→ **What the task requires**
Reproduce the portion of the passage about wool socks from "I still try" to "enough for me.", word for word.

→ **Selected extract**
Socks that would make me feel like I could handle those things too. Stuart loved this. He bought me my first pair of wool socks
and he resolved to wear nicer socks too. He lapped me pretty quickly. He took it way further than I did. He always had
fantastic socks. Wool, great quality, fun colors, quirky patterns, and so many pairs,
each of them different and just so much fun. He out-socked me big time.
I still try to wear nice socks. I learned pretty quickly that cheap socks
are a false economy. The wool socks I buy are not cheap. They are embarrassingly expensive,
like 25 bucks a pair. But what's fun about it is it's an area where you can totally splurge
without breaking the bank.
You can really go for it. You can throw caution to the wind. You can act like money is of no object.
You can do what I did back in 2006 and throw out all of your socks and replace them with amazing,
warm, 100% wool socks. I have about eight pairs. I mean, how many do you need? Eight's enough for me.

(Position annotation listing)
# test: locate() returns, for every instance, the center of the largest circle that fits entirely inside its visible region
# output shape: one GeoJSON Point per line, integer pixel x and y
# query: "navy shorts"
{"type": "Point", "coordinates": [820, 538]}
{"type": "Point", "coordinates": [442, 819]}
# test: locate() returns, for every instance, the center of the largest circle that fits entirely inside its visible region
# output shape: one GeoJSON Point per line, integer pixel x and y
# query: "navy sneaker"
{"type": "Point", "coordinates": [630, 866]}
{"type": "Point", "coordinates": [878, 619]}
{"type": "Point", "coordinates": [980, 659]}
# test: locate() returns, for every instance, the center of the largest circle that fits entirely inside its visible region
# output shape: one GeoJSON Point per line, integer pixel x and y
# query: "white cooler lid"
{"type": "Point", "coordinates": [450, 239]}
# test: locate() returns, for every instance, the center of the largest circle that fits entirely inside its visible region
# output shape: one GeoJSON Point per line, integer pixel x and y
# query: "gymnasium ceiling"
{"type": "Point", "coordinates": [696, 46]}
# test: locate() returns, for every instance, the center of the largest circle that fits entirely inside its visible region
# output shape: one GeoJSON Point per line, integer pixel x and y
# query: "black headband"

→ **Written reply**
I still try to wear nice socks. I learned pretty quickly that cheap socks
are a false economy. The wool socks I buy are not cheap. They are embarrassingly expensive,
like 25 bucks a pair. But what's fun about it is it's an area where you can totally splurge
without breaking the bank.
You can really go for it. You can throw caution to the wind. You can act like money is of no object.
You can do what I did back in 2006 and throw out all of your socks and replace them with amazing,
warm, 100% wool socks. I have about eight pairs. I mean, how many do you need? Eight's enough for me.